====== Extrait présenté ======

Sans doute, si les facultés développées dans ce genre de travail n’avaient point été depuis dirigées sur d’autres objets, il n’en fût résulté que du malheur pour le genre humain ; mais quand on voit, à la renaissance des lettres, la pensée prendre tout à coup un si grand essor, les sciences avancer en peu de temps d’une manière si étonnante, on est conduit à croire que, même en faisant fausse route, l’esprit acquérait des forces, qui ont hâté ses pas dans la véritable carrière de la raison et de la philosophie. » (10)
Si la combinaison d’idées que Madame de Staël développe ainsi lui est propre, les idées elles-mêmes sont, pour l’essentiel, une synthèse spécifique de la position qu’elle occupe alors, au lendemain de la Révolution, à l’aube du romantisme, dans la frange progressiste d’une petite bourgeoisie embourgeoisée par les succès du père et ennoblisée par le mariage, parisienne de naissance attachée à ses racines genevoises, pénétrée par une éducation protestante, émerveillée par les Lumières et touchée déjà par la sensibilité, la spiritualité, le goût de l’histoire, les épanchements intimes qui seront la marque d’un courant littéraire puissant de la première moitié du XIXe siècle. Loin de moi l’idée qu’il me soit possible de caractériser précisément cette position ; tout au plus puis-je en suggérer les principaux parfums. D’ailleurs, l’essentiel n’est sans doute pas là.
Ce qui me semble important, c’est de maîtriser la réaction que suscite en nous une lecture comme celle-là. Non pas qu’il s’agisse de s’interdire tout jugement au motif d’une objectivation (d’ailleurs impossible) des opinions découvertes, mais bien de mesurer ce que notre réaction doit à tout ce qui nous domine à notre insu, quitte à persister néanmoins dans une opinion dont on aura su qu’elle nous appartient bien peu. Il y a chez Madame de Staël une confiance en les rapports qu’elle croit découvrir entre les hommes qui trahit une conviction assise sur la subtilité d’analyse qu’elle se prête. Ainsi en va-t-il de ce rôle qu’elle attribue à l’élite de la connaissance et à la masse des ignorants au sein même d’une sorte de collaboration ignorée qui participe de l’heureuse évolution de l’esprit humain. Elle écrit :
« Quelques hommes peuvent se livrer par goût à l’étude des idées abstraites ; mais le grand nombre n’y est jamais jeté que par un intérêt de parti. Les connaissances politiques avaient fait de grands progrès dans les premières années de la révolution française, parce qu’elles servaient l’ambition de plusieurs, et agitaient la vie de tous. Les questions théologiques, dans leur temps, avaient été l’objet d’un intérêt aussi vif, d’une analyse aussi profonde, parce que les querelles qu’elles faisaient naître étaient animées par l’avidité du pouvoir et la crainte de la persécution. Si l’esprit de faction ne s’était pas introduit dans la métaphysique, si les passions ambitieuses n’avaient pas été intéressées dans les discussions abstraites, les esprits ne s’y seraient jamais assez vivement attachés, pour acquérir, dans ce genre difficile, tous les moyens nécessaires aux découvertes des siècles suivants.

======

*Énoncé du problème 1:* D'après l'extrait sur Madame de Staël, pourquoi les connaissances politiques avaient-elles fait de grands progrès dans les premières années de la Révolution française ?
*Énoncé du problème 2:* Recopiez, dans l'extrait sur Madame de Staël, tout ce qui va de « Si la combinaison » jusqu'à « doute pas là. ».
Les enregistrements sont un contenu à part, sans lien avec l'extrait.

====== Données extraites ======

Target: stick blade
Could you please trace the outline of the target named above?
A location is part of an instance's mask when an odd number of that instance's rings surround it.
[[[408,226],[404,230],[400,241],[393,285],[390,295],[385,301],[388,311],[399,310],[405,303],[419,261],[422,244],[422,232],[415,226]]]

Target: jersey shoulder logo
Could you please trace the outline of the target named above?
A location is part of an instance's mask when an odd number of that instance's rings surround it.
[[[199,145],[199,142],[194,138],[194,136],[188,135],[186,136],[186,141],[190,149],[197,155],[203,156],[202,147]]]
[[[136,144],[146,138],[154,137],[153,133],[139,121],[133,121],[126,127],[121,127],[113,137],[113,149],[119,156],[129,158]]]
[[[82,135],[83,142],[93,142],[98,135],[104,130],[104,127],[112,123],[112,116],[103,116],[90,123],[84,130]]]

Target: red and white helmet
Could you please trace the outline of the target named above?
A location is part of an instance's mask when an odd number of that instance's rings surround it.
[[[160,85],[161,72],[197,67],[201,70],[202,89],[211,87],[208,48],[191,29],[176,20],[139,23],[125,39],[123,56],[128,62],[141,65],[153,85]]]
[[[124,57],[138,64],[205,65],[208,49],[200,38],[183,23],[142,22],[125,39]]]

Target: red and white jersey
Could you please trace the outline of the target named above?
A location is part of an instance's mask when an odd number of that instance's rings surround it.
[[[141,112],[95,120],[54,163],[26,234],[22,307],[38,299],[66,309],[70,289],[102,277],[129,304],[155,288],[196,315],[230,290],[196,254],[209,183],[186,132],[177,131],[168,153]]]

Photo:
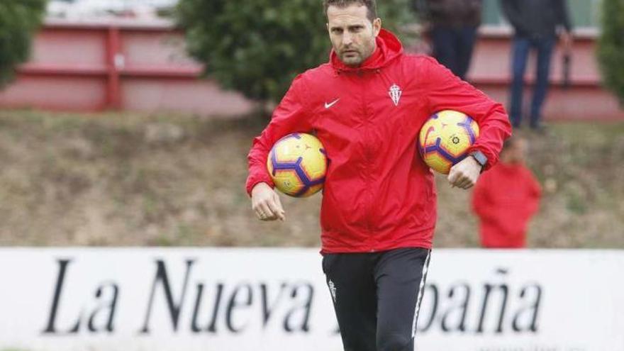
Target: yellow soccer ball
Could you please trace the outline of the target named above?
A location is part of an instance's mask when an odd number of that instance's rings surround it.
[[[420,129],[418,151],[433,170],[447,174],[463,160],[479,138],[479,125],[464,113],[445,110],[434,113]]]
[[[291,196],[309,196],[323,189],[325,182],[325,148],[314,135],[289,134],[273,145],[267,169],[280,191]]]

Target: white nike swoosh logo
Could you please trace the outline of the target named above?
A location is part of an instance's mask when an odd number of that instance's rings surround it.
[[[330,103],[329,103],[329,104],[328,104],[328,103],[325,102],[325,108],[329,108],[330,107],[334,106],[337,102],[338,102],[338,100],[340,100],[340,99],[336,99],[335,100],[334,100],[333,101],[332,101],[332,102],[330,102]]]

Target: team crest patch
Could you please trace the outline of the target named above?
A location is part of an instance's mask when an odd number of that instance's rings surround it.
[[[403,94],[401,87],[396,84],[392,84],[392,87],[390,87],[390,90],[388,91],[388,94],[390,95],[392,102],[394,103],[394,106],[399,106],[399,101],[401,100],[401,94]]]

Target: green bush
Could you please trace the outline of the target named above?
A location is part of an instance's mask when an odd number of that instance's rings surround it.
[[[410,0],[380,0],[383,26],[413,21]],[[321,0],[181,0],[189,51],[225,89],[279,101],[294,77],[327,62],[330,43]]]
[[[28,59],[45,4],[46,0],[0,1],[0,86],[13,77],[16,65]]]
[[[624,106],[624,0],[603,0],[598,57],[605,85]]]

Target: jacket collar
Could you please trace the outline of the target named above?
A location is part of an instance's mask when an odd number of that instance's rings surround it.
[[[381,28],[379,35],[375,38],[375,43],[377,49],[360,67],[352,67],[345,65],[333,49],[330,54],[330,62],[334,69],[340,72],[377,69],[387,65],[403,53],[403,45],[399,38],[389,30]]]

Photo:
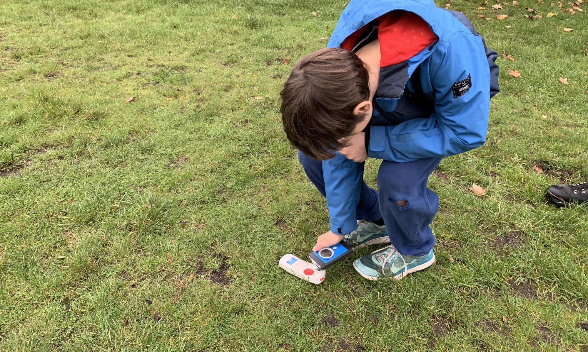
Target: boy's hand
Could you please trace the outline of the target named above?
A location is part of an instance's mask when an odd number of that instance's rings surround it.
[[[345,235],[338,235],[332,231],[325,232],[316,239],[316,244],[312,248],[312,251],[316,252],[321,248],[336,245],[343,241]]]
[[[355,136],[346,137],[343,140],[351,144],[349,147],[340,149],[339,152],[345,155],[348,159],[356,163],[365,161],[366,159],[368,158],[368,153],[366,152],[365,134],[365,132],[360,132]]]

======

*Réponse finale 1:* Parce qu'elles servaient l'ambition de plusieurs et agitaient la vie de tous.

*Réponse finale 2:*
Si la combinaison d’idées que Madame de Staël développe ainsi lui est propre, les idées elles-mêmes sont, pour l’essentiel, une synthèse spécifique de la position qu’elle occupe alors, au lendemain de la Révolution, à l’aube du romantisme, dans la frange progressiste d’une petite bourgeoisie embourgeoisée par les succès du père et ennoblisée par le mariage, parisienne de naissance attachée à ses racines genevoises, pénétrée par une éducation protestante, émerveillée par les Lumières et touchée déjà par la sensibilité, la spiritualité, le goût de l’histoire, les épanchements intimes qui seront la marque d’un courant littéraire puissant de la première moitié du XIXe siècle. Loin de moi l’idée qu’il me soit possible de caractériser précisément cette position ; tout au plus puis-je en suggérer les principaux parfums. D’ailleurs, l’essentiel n’est sans doute pas là.